* What the task asks *
Quote each item below word for word, leaving the pictures out of your answer.
═════ Records provided ═════
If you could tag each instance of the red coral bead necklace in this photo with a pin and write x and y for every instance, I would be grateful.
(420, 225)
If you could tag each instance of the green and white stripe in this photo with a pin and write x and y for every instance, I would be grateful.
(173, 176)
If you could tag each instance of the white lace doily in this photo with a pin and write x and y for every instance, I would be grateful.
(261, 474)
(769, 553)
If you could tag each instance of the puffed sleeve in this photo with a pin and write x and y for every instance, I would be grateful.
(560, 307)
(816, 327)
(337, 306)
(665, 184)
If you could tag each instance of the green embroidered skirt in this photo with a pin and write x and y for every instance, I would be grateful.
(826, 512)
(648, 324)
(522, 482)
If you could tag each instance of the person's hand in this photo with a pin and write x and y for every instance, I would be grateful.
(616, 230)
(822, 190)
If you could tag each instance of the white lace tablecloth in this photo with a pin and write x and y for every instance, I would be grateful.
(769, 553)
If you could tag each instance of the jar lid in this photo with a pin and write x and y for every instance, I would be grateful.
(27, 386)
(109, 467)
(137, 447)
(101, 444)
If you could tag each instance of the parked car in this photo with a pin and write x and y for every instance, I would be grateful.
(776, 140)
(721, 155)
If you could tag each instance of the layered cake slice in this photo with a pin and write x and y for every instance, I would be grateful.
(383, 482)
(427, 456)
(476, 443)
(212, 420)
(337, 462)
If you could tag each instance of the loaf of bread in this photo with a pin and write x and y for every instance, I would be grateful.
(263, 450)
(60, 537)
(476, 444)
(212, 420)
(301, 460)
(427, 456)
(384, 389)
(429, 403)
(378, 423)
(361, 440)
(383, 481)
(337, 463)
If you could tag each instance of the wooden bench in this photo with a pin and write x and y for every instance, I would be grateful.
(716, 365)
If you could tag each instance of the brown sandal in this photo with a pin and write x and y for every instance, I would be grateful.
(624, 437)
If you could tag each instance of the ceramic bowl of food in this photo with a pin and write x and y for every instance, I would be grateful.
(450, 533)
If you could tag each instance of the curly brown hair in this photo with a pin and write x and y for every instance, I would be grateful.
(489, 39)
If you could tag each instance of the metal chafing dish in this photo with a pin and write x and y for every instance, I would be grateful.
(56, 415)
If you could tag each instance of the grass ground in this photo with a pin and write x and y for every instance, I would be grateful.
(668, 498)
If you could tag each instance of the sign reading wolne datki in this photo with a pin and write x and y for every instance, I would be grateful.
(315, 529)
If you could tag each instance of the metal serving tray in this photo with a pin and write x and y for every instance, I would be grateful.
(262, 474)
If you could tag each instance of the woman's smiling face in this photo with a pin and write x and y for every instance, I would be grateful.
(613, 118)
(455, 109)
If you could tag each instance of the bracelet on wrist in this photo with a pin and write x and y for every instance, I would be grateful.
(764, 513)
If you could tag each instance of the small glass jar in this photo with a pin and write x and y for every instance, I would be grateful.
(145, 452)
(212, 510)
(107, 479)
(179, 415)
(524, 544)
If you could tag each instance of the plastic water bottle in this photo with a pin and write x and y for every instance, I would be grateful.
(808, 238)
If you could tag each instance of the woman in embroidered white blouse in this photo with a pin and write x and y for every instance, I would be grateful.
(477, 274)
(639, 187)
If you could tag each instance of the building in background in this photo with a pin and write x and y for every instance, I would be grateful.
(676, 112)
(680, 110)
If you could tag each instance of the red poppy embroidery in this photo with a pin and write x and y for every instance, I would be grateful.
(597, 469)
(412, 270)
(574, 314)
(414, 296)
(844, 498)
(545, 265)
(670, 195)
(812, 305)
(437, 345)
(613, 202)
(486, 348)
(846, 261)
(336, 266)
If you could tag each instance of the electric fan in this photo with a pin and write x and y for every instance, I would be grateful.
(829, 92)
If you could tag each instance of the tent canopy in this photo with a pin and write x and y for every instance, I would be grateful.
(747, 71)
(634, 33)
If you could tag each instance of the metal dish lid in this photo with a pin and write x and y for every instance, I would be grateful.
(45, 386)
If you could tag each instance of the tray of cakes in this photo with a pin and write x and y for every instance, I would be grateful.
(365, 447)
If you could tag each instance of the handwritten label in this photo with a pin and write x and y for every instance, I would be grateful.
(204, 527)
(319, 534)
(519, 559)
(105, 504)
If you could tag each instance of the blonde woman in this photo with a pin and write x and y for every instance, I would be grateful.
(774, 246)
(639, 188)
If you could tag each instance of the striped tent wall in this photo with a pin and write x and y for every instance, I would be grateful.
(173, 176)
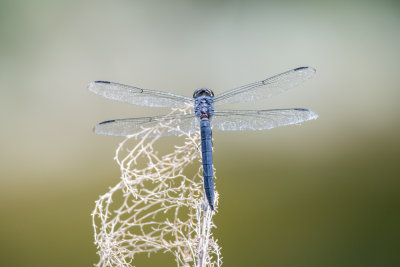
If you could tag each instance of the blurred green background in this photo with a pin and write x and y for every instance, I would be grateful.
(326, 193)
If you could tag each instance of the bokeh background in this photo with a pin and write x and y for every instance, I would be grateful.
(326, 193)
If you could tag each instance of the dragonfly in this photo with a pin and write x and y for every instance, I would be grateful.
(203, 116)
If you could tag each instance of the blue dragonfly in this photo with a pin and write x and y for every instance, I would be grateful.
(203, 115)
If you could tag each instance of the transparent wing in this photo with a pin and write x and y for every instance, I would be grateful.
(169, 125)
(138, 96)
(244, 120)
(266, 88)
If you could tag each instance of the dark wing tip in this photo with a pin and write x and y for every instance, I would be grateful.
(300, 68)
(102, 82)
(304, 68)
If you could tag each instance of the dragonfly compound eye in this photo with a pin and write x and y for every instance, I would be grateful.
(203, 92)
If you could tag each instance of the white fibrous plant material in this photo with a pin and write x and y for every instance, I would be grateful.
(158, 205)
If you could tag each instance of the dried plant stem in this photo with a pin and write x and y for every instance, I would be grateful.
(156, 206)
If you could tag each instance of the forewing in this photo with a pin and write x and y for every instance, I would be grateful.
(266, 88)
(244, 120)
(138, 96)
(169, 125)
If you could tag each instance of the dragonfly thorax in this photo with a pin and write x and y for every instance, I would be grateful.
(203, 92)
(203, 103)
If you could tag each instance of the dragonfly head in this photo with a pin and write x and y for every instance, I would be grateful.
(203, 92)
═════
* Result for this task *
If you could tag each instance of the red coral bead necklace in this photo with a pin and write x and y for every instance, I would be grateful.
(420, 225)
If you could tag each instance of the green and white stripe in this photo with a pin and write x and y for every instance, I would be grateful.
(173, 176)
If you could tag each instance of the white lace doily in this photo with a pin and write x and y for every instance, I would be grateful.
(261, 474)
(769, 553)
If you could tag each instance of the puffed sleeve in this photo with a pin and write x and y for every instance, I would be grateful.
(560, 307)
(816, 327)
(337, 306)
(665, 184)
If you could tag each instance of the green embroidered skirt in this photo with a pin and write x and y for every instance, I would be grateful.
(826, 512)
(648, 324)
(522, 482)
If you could tag each instance of the person's hand in this photo with a pin and write x and y for every instance, I would be grateful.
(616, 230)
(822, 190)
If you could tag each instance of the white lace tablecloth in this photo with a pin and write x and y for every instance, I would be grateful.
(769, 553)
If you could tag each instance of the jar lid in this photo with a pin and write x and y for every instance, I would be grateful.
(27, 386)
(109, 467)
(137, 447)
(101, 444)
If you could tag each instance of the parked car in this photo with a pin and write x and y for every instance, I would be grateful.
(776, 140)
(721, 155)
If you could tag each instance of the layered cake slice in this photo with a pin and write x and y for every instance, I would be grateful.
(383, 482)
(427, 456)
(476, 443)
(212, 420)
(337, 462)
If you could tag each instance of the loaf of bread in this photo with a pin and write x and y for every instance, I would be grateful.
(263, 450)
(60, 537)
(476, 444)
(212, 420)
(301, 460)
(427, 456)
(384, 389)
(429, 403)
(378, 423)
(361, 440)
(383, 481)
(337, 463)
If you could tag each instance of the wooden bench in this photo with a pin and write x and y for every instance, I would be grateful.
(716, 365)
If you could tag each instance of the brown sandal in this photo with a pin and write x and y for every instance, I would be grateful.
(624, 437)
If you could tag each instance of the ceramic bowl of food in this photo with a pin and write x and y for every instance, I would be grateful.
(450, 533)
If you could tag each instance of the curly brown hair in this photo with a pin and write x and y for every instance, I would be grateful.
(489, 39)
If you could tag each instance of the metal chafing dish in this photo with a pin and write x and y for every instance, I would be grateful.
(56, 415)
If you could tag each instance of the grass ground in this photo with a pin and write x and y for every instance, I would be grateful.
(668, 498)
If you could tag each instance of the sign reading wolne datki in this photo with a pin and write x and y for every instance, I would be grateful.
(315, 529)
If you could tag each instance of the metal serving tray in this photo with a pin and write x and y for every instance, I would be grateful.
(262, 474)
If you could tag each instance of the woman's smiling face in this photo with a pin and write x and y for every instance, I would be grateful.
(613, 118)
(455, 109)
If you could tag each instance of the bracelet on wrist in this photo with a pin and write x and y for every instance, I would be grateful.
(764, 513)
If you could tag each instance of the small glass jar in this photo with a pin and write x and y for every instance, I would be grateful.
(145, 452)
(212, 510)
(107, 479)
(179, 415)
(524, 544)
If you could tag each instance of the plastic water bottle in this photo with a pin and write x and y for every instance, I would be grateful.
(808, 238)
If you could tag each instance of the woman in embroidered white blouse in this photo with a pin and write x and y for every instance, I would be grateful.
(477, 274)
(639, 187)
If you could tag each instance of the building in background in this photo with a pin and write x and y for every instance, I would be grateful.
(676, 112)
(680, 110)
If you could tag each instance of the red poppy embroidery in this photo with a pin and write x and y for every instance, I would be grateful.
(597, 469)
(412, 270)
(574, 314)
(414, 296)
(844, 498)
(545, 265)
(670, 195)
(812, 305)
(437, 345)
(613, 202)
(486, 348)
(846, 261)
(336, 266)
If you could tag each instance of the electric fan in this photo with a pin and write x and y for every instance, I would be grateful.
(829, 92)
If you could tag each instance of the tent canopy in this photo with a pin and write x and y for every instance, I would be grateful.
(747, 71)
(634, 33)
If you could tag each instance of the metal dish lid in this photo with a pin and write x and y for every instance, I would be grateful.
(45, 386)
If you could tag each instance of the tray of cakes in this photo with a pin and write x and y for every instance, I would be grateful.
(365, 447)
If you could tag each instance of the handwritten label in this photo with a pin and write x and y for every instance, I would be grateful.
(204, 527)
(319, 534)
(519, 559)
(105, 504)
If you could tag each instance of the blonde woman in this photo with a pin and write x and y for every instance, I would be grateful.
(774, 246)
(639, 188)
If you could tag each instance of the striped tent wall in this photo with a pin and write x and y for every instance, I would be grateful.
(173, 176)
If you could tag each instance of the blurred green background in this photo with a pin and write x and y for every instance, I would be grateful.
(326, 193)
If you could tag each instance of the bokeh background in this photo with a pin and write x and y for every instance, I would be grateful.
(326, 193)
If you could tag each instance of the dragonfly in this photo with a pin and write x and y for every instance, I would be grateful.
(203, 116)
If you could tag each instance of the blue dragonfly in this photo with a pin and write x and y for every instance, I would be grateful.
(203, 115)
If you could tag each instance of the transparent wing in this photo with a pin and write x and y for every instance, I would be grateful.
(169, 125)
(138, 96)
(244, 120)
(266, 88)
If you could tag each instance of the dark wing tip in this photo with a pin and write x and y for every instance, I would be grateful.
(300, 68)
(102, 82)
(304, 68)
If you could tag each instance of the dragonfly compound eye in this photo with a pin and write x and y for every instance, I would be grateful.
(203, 92)
If you could tag each instance of the white fibrous plant material in this photo with a pin and write x and y for every instance, I would be grateful.
(158, 205)
If you could tag each instance of the dried plant stem in this photo with a pin and write x and y for every instance, I would be grateful.
(156, 206)
If you could tag each instance of the forewing in this photo with a pin and write x and y for every instance, I would be grateful.
(266, 88)
(244, 120)
(138, 96)
(169, 125)
If you could tag each instance of the dragonfly thorax in this photo with a pin and write x and y for every instance, I would be grateful.
(203, 92)
(203, 103)
If you could tag each instance of the dragonfly head in this photo with a pin and write x and y for every instance, I would be grateful.
(203, 92)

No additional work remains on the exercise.